WORK REQUIRED: Copy each line of the data below exactly, leaving out pictures.

DATA PROVIDED:
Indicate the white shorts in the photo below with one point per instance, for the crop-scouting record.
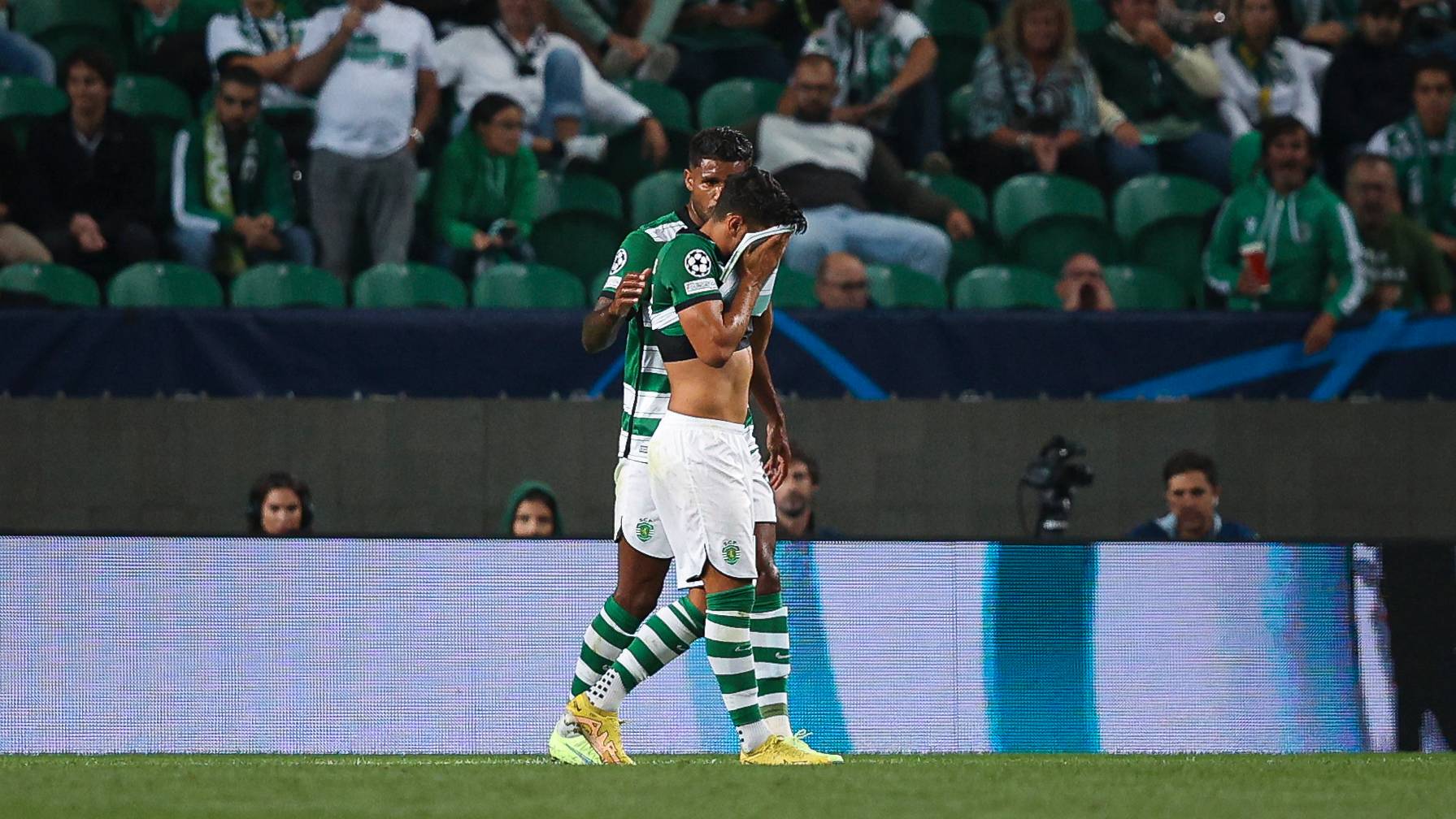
(701, 473)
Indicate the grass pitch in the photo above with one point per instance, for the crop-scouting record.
(960, 786)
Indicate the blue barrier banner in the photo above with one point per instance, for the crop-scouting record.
(467, 646)
(912, 353)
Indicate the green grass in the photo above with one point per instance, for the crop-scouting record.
(880, 787)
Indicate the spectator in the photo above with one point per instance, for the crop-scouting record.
(1358, 99)
(832, 169)
(485, 197)
(95, 172)
(635, 47)
(376, 64)
(1082, 285)
(264, 37)
(1263, 73)
(1404, 266)
(1163, 97)
(724, 38)
(232, 198)
(16, 243)
(20, 54)
(1034, 99)
(280, 504)
(1423, 149)
(795, 500)
(1283, 236)
(532, 513)
(552, 80)
(842, 283)
(167, 42)
(885, 60)
(1191, 488)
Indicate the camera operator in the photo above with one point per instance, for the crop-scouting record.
(1191, 488)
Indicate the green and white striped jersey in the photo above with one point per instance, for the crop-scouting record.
(645, 388)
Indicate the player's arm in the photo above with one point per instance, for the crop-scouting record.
(714, 332)
(775, 431)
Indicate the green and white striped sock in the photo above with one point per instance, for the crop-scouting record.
(666, 636)
(730, 653)
(769, 633)
(611, 631)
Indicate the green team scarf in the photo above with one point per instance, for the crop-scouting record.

COMPLETED EXERCISE:
Indicate the white shorts in the photo below with one point per instance, for the crop-scouting record.
(701, 473)
Indicate the grass pitch in the photo above with one point per instance, for the crop-scouting record.
(960, 786)
Indicate the blue barrier banner in the photo above with one point per instance, for the crop-scouting record.
(467, 646)
(912, 353)
Indicate the green grass in the photo above with one point per instance, for the crop-scouting record.
(880, 787)
Indicate the spectator in the photo above with one point per instance, for the crop-scouting record.
(1358, 99)
(832, 169)
(485, 197)
(95, 172)
(635, 47)
(376, 64)
(1082, 285)
(264, 37)
(1263, 73)
(1404, 266)
(1163, 97)
(724, 38)
(232, 198)
(16, 243)
(20, 54)
(1034, 99)
(280, 504)
(1423, 149)
(795, 500)
(1283, 236)
(532, 513)
(552, 80)
(842, 283)
(167, 42)
(885, 60)
(1191, 488)
Indicate the camera operator in the photo above with one point per instance, for the crop-scouting record.
(1191, 488)
Indicate the green and white striped jersey in the photo above with one point per instance, for the crop-scouting record.
(645, 388)
Indicate the player's arm in the photo above with one point per instance, for the crop-scouting record.
(714, 332)
(775, 431)
Indicate the green and white striped sock in the photo above with one point per instance, for the crop-scouting record.
(666, 636)
(730, 653)
(769, 633)
(611, 631)
Indicate the green team scarf in the photo above with one point per instance, for the crop-scouting record.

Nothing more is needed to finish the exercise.